Required work:
**A.** In the Star Trek: First Contact review, which Star Trek novel by Peter David does the writer call magnificent?
**B.** Translate this sentence from the Star Trek: First Contact review into French: "It’s grown on me in the years since, and I think it’s probably the strongest of the Next Gen films."
**C.** Carry the Star Trek: First Contact review forward from its last sentence.

Text extract:
From the DVD Shelf: Star Trek: First Contact (1996)

After enjoying the newly-released complete soundtrack to Star Trek: First Contact, I decided to re-watch the film itself.  Star Trek: First Contact terribly disappointed me when it was first released (I can’t believe that was over fifteen ago!!).  It’s grown on me in the years since, and I think it’s probably the strongest of the Next Gen films.  (Which indicates the low quality, over-all, of the four Next Gen films.  What a tragic failure of a film franchise.  But I digress.)

When First Contact was originally announced, I was overjoyed.  A big-screen feature film focusing on the Borg seemed to promise the type of epic confrontation with that great group of villains that we’d never gotten to see on the small screen.  (After the amazing two-parter, “The Best of Both Worlds,” we only got a few more glimpses of the Borg on Star Trek: The Next Generation, and they always seemed disappointingly small-scale.)  But now, at last, we’d be getting a great Federation-versus-the-Borg story that I’d always wanted to see.  (Something on-screen to match the amazing Federation-versus-the-Borg story I’d already read, in Peter David’s magnificent Star Trek novel Vendetta.)

Record set:
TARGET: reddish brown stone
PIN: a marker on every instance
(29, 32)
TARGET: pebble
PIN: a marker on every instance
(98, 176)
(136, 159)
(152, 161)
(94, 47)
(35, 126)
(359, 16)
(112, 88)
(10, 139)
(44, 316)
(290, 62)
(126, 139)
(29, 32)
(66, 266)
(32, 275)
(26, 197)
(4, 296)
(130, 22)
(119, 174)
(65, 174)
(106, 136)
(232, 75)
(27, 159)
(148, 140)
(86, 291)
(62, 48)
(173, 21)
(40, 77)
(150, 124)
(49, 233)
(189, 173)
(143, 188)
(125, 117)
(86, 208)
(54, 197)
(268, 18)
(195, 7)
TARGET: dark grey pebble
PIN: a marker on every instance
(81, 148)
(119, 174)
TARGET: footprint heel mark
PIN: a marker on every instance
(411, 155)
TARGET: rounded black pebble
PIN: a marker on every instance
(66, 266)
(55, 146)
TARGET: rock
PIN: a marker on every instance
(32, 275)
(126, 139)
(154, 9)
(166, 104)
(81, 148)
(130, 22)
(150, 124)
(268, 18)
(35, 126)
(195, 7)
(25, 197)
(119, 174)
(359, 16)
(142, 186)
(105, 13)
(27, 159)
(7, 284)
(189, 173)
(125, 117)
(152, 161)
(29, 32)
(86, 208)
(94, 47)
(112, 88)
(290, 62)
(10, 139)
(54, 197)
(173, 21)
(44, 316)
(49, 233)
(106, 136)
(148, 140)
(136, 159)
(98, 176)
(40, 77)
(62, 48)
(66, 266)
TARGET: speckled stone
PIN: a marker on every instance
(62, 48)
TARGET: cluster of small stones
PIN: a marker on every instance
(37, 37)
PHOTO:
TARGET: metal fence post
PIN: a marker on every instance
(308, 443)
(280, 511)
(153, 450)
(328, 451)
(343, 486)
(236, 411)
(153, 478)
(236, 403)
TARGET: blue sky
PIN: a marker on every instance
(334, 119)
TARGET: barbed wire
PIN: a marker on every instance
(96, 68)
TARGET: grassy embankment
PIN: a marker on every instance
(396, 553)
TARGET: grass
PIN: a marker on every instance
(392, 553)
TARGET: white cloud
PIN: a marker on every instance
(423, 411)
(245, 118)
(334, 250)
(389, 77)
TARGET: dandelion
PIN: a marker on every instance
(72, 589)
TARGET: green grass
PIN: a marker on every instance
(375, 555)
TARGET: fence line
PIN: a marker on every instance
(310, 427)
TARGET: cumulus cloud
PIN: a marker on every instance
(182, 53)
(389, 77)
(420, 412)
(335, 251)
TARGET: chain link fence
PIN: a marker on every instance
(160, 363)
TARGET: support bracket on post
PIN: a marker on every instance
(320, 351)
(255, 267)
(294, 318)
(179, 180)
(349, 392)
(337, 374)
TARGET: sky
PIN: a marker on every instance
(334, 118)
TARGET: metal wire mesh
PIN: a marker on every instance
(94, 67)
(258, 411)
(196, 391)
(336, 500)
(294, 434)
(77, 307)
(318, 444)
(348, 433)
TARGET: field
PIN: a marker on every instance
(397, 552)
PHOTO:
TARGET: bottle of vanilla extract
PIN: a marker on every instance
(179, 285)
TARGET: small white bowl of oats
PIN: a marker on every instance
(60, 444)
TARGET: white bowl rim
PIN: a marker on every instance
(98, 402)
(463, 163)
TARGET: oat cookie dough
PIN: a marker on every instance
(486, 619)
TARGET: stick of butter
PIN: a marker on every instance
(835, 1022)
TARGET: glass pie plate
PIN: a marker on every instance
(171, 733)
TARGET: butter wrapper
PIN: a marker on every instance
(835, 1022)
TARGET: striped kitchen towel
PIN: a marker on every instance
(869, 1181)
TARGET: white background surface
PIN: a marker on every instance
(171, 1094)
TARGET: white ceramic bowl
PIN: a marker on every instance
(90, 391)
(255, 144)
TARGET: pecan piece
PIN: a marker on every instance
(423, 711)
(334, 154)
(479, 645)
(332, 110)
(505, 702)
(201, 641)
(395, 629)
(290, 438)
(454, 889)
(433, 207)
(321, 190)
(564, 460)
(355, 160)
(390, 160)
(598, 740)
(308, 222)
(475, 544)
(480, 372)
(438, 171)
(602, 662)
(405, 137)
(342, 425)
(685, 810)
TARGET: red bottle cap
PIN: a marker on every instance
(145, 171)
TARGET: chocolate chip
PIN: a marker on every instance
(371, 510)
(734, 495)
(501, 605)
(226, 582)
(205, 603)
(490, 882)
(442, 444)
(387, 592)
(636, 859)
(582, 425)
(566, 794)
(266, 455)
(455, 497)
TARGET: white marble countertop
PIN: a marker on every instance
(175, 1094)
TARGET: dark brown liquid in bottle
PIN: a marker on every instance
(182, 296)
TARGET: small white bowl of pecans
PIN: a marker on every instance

The responses:
**A.** Vendetta

**B.** Il m'a plu de plus en plus au fil des années, et je pense que c'est probablement le plus solide des films de Next Gen.

**C.**
But that’s not at all what we got with First Contact. Yes, there’s a big battle with the Borg, but it’s just two-minutes long and is quickly dispensed with at the very start of the film.  Instead, the film turns into a time travel story, in which the defeated Borg try to destroy humanity by traveling back in time and disrupting the beginning of humanity’s journey to the stars and the eventual founding of the Federation: Zephram Cochrane’s first warp-flight.

Not only is that a pretty naked attempt on the part of the producers to smush together two previously-popular Star Trek story-devices, the Borg and time-travel, but it is totally contrary to the whole idea of the Borg.  The Borg are great villains because they are merciless and unstoppable.  They don’t strategize, they don’t scheme, they just roll over you like a bulldozer.  If one Borg cube is destroyed, they wouldn’t then use a time-travel plot to destroy humans.  They’d just come back with another cube, and another, and another, until the humans are defeated.

So the whole story of First Contact never made any sense to me, and always seemed like a big-cop out to the fact that, as created, the Borg really were pretty unstoppable bad-guys.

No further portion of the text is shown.